- [Short exercise A]
Translate into Spanish this sentence from the parenting essay below: "Growing up is all about gaining sophistication."
-------- Source
To be a parent is to worry. From the earliest moments of utter helplessness, your heart is sworn to Protect This Child, and the love you feel is matched by terror at the thought of the many things that mustn't happen.
Many such things do happen in the film "Thirteen." Holly Hunter as single mom Melanie does everything right -- she's cool, fun, and loving, but also strict, not a sucker for that "best friend" trap; yet her daughter Tracy, so sweet at twelve, at thirteen is running wild in a kaleidoscope of drugs, petty crime, and fellatio with her bad-girl friend, Evie. The movie avoids making blanket statements, and there are plenty of kids in it you'd be proud to call your own (though not many with speaking parts). Still, it's unsparing in its portrayal of a scenario that's not even the worst possible. What is a parent to think?
At eight months, our son Bobby Dashiell is just starting to crawl. Watching him make his way across the wood floor with a spastic butterfly stroke, I'm struck by the urgency of his instinct to explore. According to the experts, it will be almost a year before the boy develops self-awareness -- the understanding that he exists in the world -- but already he's driven to cover every inch of the kitchen and put everything he finds in his mouth, shake it, bang it on the floor, raise it high in the air, and drop it before moving on to the next new experience.
Growing up is all about gaining sophistication. A child gathers information about people, places, and things, and learns new ways to think about them. But which information, and when, and how much? There are things you want your child to know -- that the cat is soft and returns gentle affection in kind; that his arms can be used to avert head bonks; that we're always nearby, even when he can't see us. There are other things that you wish he never had to learn about, like war and rape and racism. And there are many, many things he's likely to discover a lot sooner than you would have chosen.
Given the raw power of a child's curiosity, and the many ways the world stands ready to meet it, a parent could never hope to control a child's education; the most we can aspire to is to pace them breathlessly, as if running alongside a wobbly bicycle, and offer context and understanding for the things they're learning. As if we understood them ourselves.
This has never been easy, but has it become more difficult? On one hand, kids have been getting into trouble -- or not -- since time immemorial. On the other hand, have you looked around lately?
I want to make one thing perfectly clear. At 36, I may have passed beyond the chosen demographic, but I'm no old fart. I got my last tattoo just two years ago. I still annoy the neighbors with my stereo. I was going to Burning Man long before it got all theme park-y. Burning Man! Of course, back then we had to use a flint rock to get him lit.
But things have changed. When I was thirteen, American culture was all John Denver and the Muppets on the cover of Newsweek and Jimmy Carter in the White House, and the only media aimed at kids were Saturday morning cartoons, After School Specials, and Dynamite! magazine. Barely out of the Pong Age, video games were far too abstract to associate with actual violence or adult themes. MTV didn't come on the air until just after my fourteenth birthday, and when it did, staple videos by The Human League, A Flock of Seagulls, and ZZ Top were nothing you couldn't watch with your grandmother.
----------------
- [Short exercise B]
Extract each line of the records below that contains the word "mouth".
-------- Input material
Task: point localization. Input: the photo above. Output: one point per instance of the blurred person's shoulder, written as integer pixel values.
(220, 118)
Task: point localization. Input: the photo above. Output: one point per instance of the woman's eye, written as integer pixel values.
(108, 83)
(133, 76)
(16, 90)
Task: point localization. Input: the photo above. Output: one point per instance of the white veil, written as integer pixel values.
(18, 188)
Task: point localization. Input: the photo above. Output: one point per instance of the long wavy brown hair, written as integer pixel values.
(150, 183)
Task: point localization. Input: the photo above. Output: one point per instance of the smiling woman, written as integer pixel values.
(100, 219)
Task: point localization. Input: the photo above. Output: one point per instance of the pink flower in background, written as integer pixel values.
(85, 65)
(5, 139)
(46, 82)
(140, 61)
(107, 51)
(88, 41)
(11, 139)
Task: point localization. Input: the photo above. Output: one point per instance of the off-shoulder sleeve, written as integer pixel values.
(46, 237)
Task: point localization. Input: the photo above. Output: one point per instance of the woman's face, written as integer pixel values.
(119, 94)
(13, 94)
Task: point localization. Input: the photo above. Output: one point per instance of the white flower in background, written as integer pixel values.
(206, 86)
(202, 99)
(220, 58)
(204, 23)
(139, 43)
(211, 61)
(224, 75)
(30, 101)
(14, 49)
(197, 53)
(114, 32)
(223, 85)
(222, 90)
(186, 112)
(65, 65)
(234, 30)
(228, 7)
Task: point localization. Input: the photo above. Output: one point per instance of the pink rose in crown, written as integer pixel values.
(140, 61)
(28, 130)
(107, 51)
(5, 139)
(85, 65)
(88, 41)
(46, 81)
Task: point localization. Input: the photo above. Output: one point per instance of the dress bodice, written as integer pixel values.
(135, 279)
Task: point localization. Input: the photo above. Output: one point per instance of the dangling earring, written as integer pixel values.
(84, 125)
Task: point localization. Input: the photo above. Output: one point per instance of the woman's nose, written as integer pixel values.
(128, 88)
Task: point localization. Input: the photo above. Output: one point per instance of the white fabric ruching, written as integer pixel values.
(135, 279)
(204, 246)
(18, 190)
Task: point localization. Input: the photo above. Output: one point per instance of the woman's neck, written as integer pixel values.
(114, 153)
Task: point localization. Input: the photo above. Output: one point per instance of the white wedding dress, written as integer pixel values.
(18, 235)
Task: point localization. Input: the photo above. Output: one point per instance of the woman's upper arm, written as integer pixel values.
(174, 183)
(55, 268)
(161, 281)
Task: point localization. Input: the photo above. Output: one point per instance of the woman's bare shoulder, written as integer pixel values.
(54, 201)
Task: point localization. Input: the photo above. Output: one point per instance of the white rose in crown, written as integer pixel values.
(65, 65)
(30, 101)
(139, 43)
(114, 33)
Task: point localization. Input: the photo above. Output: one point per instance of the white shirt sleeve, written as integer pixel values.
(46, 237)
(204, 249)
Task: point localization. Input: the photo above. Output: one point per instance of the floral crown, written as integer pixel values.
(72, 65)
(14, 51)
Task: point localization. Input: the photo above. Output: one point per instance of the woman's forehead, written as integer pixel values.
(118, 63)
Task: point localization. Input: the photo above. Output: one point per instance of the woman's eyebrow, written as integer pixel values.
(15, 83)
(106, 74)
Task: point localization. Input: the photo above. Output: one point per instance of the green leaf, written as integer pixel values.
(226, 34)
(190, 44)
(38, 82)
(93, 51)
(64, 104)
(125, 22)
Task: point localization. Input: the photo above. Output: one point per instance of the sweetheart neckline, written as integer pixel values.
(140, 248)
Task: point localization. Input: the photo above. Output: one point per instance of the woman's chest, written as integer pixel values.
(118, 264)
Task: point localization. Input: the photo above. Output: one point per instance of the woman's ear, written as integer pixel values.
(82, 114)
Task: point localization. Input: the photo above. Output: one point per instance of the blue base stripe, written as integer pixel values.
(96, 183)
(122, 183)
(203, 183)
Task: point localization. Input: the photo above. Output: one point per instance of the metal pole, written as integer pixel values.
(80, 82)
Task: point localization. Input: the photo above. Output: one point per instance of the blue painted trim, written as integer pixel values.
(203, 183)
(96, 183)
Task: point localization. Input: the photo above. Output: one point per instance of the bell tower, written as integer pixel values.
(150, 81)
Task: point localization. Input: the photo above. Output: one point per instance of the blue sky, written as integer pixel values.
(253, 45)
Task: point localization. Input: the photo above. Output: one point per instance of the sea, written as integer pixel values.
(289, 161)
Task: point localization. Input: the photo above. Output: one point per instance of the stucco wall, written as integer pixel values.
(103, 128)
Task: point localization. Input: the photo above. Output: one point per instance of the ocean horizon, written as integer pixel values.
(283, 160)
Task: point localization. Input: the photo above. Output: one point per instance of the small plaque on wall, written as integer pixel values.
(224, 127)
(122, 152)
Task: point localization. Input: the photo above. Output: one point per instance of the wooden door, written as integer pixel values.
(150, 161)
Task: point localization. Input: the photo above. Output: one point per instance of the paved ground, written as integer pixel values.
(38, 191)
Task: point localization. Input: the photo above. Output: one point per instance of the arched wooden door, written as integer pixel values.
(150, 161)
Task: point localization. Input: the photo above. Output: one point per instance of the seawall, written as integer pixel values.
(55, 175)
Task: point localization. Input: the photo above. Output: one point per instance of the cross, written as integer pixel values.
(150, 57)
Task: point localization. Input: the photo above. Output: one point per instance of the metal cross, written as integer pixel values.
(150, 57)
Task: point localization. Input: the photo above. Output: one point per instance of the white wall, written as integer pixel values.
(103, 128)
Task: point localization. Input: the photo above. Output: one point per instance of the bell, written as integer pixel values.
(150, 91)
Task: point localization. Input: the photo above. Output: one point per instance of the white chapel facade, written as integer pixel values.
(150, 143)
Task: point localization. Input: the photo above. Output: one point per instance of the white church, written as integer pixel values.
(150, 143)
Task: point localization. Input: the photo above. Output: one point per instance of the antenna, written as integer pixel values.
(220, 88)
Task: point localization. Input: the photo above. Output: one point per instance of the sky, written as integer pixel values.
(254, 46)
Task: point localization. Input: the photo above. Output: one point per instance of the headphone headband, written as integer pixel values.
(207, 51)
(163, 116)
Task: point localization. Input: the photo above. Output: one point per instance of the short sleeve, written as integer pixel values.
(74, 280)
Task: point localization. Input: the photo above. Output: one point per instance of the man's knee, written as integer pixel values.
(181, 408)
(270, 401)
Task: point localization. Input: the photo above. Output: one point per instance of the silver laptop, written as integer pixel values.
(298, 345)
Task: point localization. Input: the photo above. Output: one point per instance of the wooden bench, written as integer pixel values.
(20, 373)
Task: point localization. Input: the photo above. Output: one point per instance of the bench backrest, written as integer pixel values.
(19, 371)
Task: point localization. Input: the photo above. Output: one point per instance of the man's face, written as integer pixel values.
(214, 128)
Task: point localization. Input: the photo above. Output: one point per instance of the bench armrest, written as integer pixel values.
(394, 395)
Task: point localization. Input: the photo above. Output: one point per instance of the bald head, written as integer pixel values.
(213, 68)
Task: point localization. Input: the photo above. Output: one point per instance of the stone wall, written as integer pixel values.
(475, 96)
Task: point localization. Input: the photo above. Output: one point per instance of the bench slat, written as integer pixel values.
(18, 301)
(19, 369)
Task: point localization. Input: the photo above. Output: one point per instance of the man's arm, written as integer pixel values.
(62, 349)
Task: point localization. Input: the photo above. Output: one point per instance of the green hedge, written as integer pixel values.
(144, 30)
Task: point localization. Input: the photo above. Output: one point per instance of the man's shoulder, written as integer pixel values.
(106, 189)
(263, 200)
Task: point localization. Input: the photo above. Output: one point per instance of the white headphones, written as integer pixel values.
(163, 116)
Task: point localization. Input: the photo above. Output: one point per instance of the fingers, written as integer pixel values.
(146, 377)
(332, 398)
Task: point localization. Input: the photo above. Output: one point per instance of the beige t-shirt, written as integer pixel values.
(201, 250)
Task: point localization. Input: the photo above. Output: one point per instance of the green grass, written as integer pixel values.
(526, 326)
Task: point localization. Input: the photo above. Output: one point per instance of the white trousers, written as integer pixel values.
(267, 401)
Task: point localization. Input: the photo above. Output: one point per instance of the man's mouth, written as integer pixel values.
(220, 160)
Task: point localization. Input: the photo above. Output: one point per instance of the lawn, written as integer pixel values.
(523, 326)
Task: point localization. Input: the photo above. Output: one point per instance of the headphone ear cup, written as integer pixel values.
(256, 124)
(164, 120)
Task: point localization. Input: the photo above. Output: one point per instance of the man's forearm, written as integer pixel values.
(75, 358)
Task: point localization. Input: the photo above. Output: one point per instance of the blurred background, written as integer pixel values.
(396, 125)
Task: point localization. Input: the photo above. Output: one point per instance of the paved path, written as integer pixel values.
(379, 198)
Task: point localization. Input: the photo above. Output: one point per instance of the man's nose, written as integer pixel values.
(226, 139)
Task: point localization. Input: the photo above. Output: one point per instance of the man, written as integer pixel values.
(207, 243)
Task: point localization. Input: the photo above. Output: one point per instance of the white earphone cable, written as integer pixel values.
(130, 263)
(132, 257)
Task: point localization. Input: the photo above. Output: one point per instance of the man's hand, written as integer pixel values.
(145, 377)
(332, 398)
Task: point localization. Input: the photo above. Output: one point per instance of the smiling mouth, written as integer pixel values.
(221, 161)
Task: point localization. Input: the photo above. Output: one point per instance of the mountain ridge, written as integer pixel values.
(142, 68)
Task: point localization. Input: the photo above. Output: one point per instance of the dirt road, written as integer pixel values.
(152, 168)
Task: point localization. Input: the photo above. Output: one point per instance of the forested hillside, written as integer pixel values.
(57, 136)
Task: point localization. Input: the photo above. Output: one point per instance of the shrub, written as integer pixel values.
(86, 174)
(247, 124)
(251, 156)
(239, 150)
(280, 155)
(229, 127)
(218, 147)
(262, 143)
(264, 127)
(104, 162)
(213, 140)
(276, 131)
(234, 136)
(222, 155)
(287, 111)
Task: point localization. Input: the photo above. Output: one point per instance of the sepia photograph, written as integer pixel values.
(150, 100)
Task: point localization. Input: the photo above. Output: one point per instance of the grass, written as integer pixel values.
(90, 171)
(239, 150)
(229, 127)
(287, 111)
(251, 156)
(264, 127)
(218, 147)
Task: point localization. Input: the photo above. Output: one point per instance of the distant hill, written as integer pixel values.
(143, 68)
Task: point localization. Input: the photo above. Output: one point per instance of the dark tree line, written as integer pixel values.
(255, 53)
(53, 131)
----------------
- [Complete answer A]
Crecer consiste, ante todo, en adquirir sofisticación.

- [Complete answer B]
Task: point localization. Input: the photo above. Output: one point per instance of the man's mouth, written as integer pixel values.
Task: point localization. Input: the photo above. Output: one point per instance of the smiling mouth, written as integer pixel values.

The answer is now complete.